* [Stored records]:
═══
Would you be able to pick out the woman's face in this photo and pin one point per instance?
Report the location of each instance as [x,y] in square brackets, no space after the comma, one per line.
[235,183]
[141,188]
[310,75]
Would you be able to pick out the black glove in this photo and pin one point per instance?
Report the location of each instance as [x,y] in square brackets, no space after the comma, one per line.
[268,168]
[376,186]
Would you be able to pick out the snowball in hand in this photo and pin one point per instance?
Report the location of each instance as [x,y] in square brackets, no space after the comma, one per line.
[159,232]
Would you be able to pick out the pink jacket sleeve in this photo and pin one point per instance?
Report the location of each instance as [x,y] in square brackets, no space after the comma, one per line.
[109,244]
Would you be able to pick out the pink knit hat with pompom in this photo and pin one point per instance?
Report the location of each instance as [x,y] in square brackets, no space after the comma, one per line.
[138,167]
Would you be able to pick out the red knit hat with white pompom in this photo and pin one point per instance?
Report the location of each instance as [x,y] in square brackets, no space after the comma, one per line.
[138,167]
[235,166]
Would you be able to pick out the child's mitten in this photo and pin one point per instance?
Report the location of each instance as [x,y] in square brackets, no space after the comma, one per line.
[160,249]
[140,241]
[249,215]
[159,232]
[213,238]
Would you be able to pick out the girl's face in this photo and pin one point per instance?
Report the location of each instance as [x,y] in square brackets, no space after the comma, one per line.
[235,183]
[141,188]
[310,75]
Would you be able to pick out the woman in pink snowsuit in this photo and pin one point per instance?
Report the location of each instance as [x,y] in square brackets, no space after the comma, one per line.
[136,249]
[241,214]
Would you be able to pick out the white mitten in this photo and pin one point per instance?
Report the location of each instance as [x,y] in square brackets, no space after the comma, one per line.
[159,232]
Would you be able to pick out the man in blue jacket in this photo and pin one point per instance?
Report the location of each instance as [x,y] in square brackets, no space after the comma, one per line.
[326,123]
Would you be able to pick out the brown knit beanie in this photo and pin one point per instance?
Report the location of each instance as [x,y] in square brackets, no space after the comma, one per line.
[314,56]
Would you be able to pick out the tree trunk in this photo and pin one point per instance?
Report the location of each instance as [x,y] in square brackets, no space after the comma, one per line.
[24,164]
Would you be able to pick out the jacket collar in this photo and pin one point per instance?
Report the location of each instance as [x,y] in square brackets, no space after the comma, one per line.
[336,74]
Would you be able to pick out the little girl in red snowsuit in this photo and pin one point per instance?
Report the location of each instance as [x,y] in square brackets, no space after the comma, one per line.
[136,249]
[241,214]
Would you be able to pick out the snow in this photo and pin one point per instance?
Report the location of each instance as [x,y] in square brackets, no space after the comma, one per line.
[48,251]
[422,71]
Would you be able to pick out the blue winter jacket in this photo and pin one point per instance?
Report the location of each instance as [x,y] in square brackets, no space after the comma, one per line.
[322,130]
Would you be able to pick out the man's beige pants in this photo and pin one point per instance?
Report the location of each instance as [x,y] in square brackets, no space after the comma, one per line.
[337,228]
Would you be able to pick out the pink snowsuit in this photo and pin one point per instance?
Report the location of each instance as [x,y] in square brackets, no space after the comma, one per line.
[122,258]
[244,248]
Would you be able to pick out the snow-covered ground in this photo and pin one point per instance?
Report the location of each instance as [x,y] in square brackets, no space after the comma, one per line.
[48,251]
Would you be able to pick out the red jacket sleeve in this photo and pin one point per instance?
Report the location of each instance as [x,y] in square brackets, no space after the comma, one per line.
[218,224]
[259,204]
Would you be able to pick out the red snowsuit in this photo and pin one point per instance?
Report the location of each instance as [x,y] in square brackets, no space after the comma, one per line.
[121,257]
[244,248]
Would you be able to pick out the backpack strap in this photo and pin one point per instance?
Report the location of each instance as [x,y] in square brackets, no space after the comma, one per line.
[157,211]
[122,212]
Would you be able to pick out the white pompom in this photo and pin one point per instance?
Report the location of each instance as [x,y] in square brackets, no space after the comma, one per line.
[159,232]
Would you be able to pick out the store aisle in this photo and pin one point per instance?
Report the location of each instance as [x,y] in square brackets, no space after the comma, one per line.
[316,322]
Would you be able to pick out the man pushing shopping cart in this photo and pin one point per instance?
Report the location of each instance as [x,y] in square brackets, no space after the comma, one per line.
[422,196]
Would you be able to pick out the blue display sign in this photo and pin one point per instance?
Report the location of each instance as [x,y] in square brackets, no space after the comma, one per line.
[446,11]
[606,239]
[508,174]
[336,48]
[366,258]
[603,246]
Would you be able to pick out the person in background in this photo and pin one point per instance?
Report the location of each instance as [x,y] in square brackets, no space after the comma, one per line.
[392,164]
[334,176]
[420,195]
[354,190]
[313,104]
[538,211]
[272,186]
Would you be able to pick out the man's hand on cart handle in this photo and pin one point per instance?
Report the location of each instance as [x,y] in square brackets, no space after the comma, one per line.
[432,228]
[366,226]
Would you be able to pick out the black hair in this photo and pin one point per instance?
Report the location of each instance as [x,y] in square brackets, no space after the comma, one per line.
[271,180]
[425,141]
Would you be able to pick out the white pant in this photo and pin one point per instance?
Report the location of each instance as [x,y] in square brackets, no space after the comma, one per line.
═══
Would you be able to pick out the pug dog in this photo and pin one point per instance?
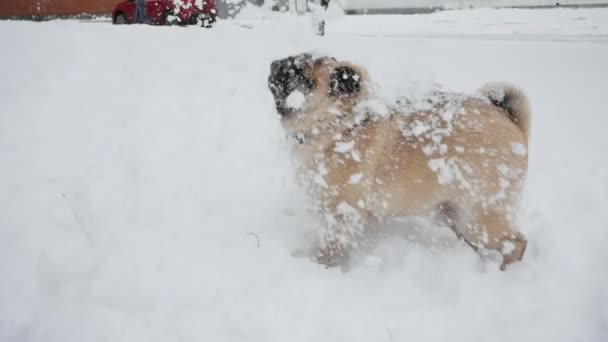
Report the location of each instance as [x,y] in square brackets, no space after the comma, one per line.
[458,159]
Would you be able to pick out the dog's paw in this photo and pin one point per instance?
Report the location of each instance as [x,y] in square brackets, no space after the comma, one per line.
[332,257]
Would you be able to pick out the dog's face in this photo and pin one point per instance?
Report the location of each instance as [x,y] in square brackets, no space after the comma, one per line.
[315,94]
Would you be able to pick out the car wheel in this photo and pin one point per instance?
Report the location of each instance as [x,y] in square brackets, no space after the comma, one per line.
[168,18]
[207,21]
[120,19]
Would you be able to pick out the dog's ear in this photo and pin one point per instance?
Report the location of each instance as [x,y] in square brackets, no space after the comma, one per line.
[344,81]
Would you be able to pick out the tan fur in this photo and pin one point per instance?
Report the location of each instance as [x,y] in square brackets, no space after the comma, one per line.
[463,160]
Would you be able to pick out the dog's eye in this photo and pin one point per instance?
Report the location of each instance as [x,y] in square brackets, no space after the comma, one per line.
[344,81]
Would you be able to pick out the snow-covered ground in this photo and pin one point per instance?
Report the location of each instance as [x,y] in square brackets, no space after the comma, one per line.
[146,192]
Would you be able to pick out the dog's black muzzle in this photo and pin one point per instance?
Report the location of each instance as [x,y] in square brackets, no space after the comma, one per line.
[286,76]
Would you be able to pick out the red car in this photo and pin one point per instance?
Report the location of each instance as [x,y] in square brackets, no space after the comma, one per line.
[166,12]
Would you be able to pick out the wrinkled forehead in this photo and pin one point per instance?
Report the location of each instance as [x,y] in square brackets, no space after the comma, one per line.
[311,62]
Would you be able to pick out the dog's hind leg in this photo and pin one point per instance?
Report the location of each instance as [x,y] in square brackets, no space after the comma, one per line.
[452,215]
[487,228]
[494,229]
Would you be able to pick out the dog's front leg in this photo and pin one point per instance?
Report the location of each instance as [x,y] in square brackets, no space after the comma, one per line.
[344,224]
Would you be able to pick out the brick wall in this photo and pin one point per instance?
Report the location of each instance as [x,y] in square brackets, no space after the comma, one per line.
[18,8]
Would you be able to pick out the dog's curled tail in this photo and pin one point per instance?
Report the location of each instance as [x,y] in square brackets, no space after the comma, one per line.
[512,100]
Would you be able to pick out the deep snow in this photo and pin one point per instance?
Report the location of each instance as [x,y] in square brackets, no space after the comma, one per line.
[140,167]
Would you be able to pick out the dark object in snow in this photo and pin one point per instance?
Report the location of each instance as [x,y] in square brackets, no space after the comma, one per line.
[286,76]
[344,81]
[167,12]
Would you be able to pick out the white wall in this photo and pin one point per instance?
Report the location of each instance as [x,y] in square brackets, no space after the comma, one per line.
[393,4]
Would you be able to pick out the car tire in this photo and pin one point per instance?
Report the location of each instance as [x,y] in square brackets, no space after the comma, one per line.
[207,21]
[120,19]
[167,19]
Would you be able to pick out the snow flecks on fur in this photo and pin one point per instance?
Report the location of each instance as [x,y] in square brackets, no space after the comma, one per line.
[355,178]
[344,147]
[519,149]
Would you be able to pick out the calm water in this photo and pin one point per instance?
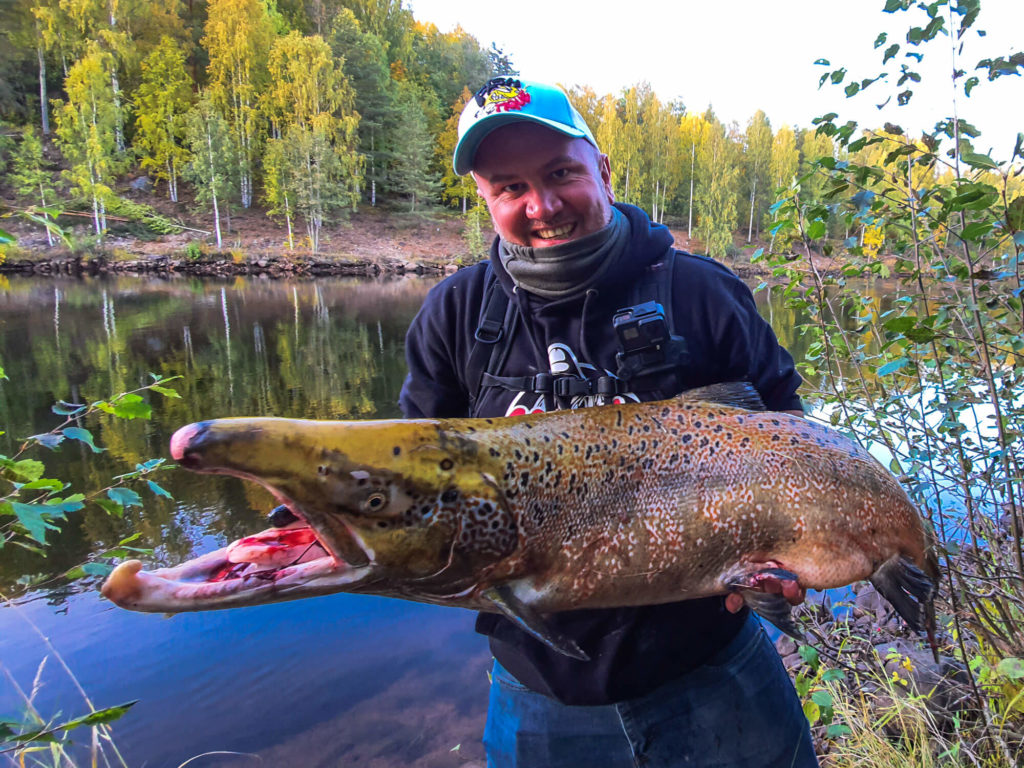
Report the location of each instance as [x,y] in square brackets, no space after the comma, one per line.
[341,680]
═══
* [What is needed]:
The required answer is the exact run of lines above starting at the line with "Would you be able to pick out the girl's" and ending at the line with "Would you be able to pick out the woman in", with both ends present.

* [Exercise solution]:
Would you be able to pick out the girl's face in this photo and pin one point per instance?
Report the location of each instance as [x,y] in square brackets, no space after the comma, one per line.
[235,183]
[141,188]
[310,75]
Would you be able to pick out the woman in pink snowsuit in this photo and pin one point per instance?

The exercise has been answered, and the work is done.